(SOURCE RECORDS Opens)

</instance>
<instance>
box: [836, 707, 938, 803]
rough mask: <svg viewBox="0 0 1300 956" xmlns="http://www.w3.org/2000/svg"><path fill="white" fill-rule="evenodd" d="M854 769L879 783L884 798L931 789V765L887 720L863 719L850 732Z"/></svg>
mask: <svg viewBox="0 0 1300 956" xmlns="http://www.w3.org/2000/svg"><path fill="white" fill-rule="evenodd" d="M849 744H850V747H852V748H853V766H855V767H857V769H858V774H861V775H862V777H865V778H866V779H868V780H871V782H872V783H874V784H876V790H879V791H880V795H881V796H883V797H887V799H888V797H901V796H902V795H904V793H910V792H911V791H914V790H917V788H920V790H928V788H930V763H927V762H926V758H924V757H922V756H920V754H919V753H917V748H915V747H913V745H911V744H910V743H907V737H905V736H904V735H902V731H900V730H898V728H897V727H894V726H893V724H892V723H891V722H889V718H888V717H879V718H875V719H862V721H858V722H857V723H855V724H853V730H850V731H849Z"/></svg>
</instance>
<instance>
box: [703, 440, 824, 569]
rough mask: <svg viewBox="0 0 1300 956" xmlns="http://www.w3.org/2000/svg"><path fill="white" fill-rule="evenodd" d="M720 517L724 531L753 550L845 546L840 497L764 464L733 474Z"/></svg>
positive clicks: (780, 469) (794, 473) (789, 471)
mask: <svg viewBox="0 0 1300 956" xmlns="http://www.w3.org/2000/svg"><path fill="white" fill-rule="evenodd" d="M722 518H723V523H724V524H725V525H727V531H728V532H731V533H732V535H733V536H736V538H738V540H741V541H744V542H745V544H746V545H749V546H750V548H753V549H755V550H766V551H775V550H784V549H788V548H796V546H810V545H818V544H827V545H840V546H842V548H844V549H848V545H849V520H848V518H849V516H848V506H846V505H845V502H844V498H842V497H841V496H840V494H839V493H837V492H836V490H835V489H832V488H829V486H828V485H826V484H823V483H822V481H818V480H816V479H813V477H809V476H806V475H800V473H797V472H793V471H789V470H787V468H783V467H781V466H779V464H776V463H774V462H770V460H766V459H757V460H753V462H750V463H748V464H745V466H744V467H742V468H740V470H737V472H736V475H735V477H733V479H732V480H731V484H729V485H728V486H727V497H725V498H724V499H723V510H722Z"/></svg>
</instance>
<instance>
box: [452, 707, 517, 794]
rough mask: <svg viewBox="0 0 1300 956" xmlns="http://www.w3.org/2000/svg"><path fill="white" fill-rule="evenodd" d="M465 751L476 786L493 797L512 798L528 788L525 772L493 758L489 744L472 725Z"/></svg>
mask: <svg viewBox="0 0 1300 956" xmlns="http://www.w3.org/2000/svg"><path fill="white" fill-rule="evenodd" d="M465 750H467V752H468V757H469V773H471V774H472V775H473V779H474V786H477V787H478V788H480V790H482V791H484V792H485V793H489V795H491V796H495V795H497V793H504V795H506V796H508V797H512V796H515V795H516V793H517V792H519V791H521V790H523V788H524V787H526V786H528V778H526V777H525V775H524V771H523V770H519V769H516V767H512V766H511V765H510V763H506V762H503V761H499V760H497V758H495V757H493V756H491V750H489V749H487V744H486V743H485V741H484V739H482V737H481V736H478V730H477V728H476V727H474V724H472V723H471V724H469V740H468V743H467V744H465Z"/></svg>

(SOURCE RECORDS Closes)

Please copy each record shown above exactly.

◆ RESPONSE
</instance>
<instance>
box: [836, 707, 938, 803]
rough mask: <svg viewBox="0 0 1300 956" xmlns="http://www.w3.org/2000/svg"><path fill="white" fill-rule="evenodd" d="M854 769L879 783L884 798L931 789V765L887 720L863 719L850 732Z"/></svg>
mask: <svg viewBox="0 0 1300 956" xmlns="http://www.w3.org/2000/svg"><path fill="white" fill-rule="evenodd" d="M849 744H850V747H852V748H853V766H855V767H857V769H858V774H861V775H862V777H865V778H866V779H868V780H871V782H872V783H874V784H876V790H879V791H880V795H881V796H883V797H887V799H888V797H901V796H902V795H904V793H910V792H911V791H914V790H917V788H920V790H928V788H930V763H927V762H926V758H924V757H922V756H920V754H919V753H917V748H915V747H913V745H911V744H910V743H907V737H905V736H904V735H902V731H900V730H898V728H897V727H894V726H893V724H892V723H891V722H889V718H888V717H879V718H875V719H862V721H858V722H857V723H855V724H853V730H850V731H849Z"/></svg>
</instance>
<instance>
box: [703, 440, 824, 569]
rough mask: <svg viewBox="0 0 1300 956" xmlns="http://www.w3.org/2000/svg"><path fill="white" fill-rule="evenodd" d="M720 517L724 531L753 550L845 546L840 497L764 464L733 474Z"/></svg>
positive clicks: (780, 469) (794, 473) (789, 471)
mask: <svg viewBox="0 0 1300 956" xmlns="http://www.w3.org/2000/svg"><path fill="white" fill-rule="evenodd" d="M722 518H723V523H724V524H725V525H727V531H728V532H731V533H732V535H733V536H736V538H738V540H741V541H744V542H745V544H746V545H749V546H750V548H753V549H755V550H766V551H775V550H784V549H788V548H796V546H810V545H818V544H827V545H840V546H842V548H844V549H848V545H849V520H848V518H849V516H848V506H846V505H845V502H844V498H842V497H841V496H840V494H839V493H837V492H836V490H835V489H832V488H829V486H828V485H826V484H823V483H822V481H818V480H816V479H813V477H809V476H806V475H800V473H797V472H793V471H789V470H787V468H783V467H781V466H779V464H776V463H774V462H770V460H766V459H757V460H753V462H750V463H748V464H745V466H744V467H742V468H740V470H737V472H736V475H735V477H733V479H732V480H731V484H729V485H728V486H727V497H725V498H724V499H723V510H722Z"/></svg>
</instance>
<instance>
box: [452, 707, 517, 794]
rough mask: <svg viewBox="0 0 1300 956" xmlns="http://www.w3.org/2000/svg"><path fill="white" fill-rule="evenodd" d="M465 751L476 786L493 797L512 798L528 788L525 772L493 758L489 744L472 725Z"/></svg>
mask: <svg viewBox="0 0 1300 956" xmlns="http://www.w3.org/2000/svg"><path fill="white" fill-rule="evenodd" d="M465 750H467V752H468V757H469V773H471V774H472V775H473V779H474V786H477V787H478V788H480V790H482V791H484V792H485V793H489V795H491V796H495V795H497V793H504V795H506V796H508V797H512V796H515V795H516V793H517V792H519V791H521V790H523V788H524V787H526V786H528V778H526V777H525V775H524V771H523V770H519V769H516V767H512V766H511V765H510V763H506V762H503V761H499V760H497V758H495V757H493V756H491V750H489V749H487V744H486V743H485V741H484V739H482V737H481V736H478V730H477V728H476V727H474V724H472V723H471V724H469V740H468V743H467V744H465Z"/></svg>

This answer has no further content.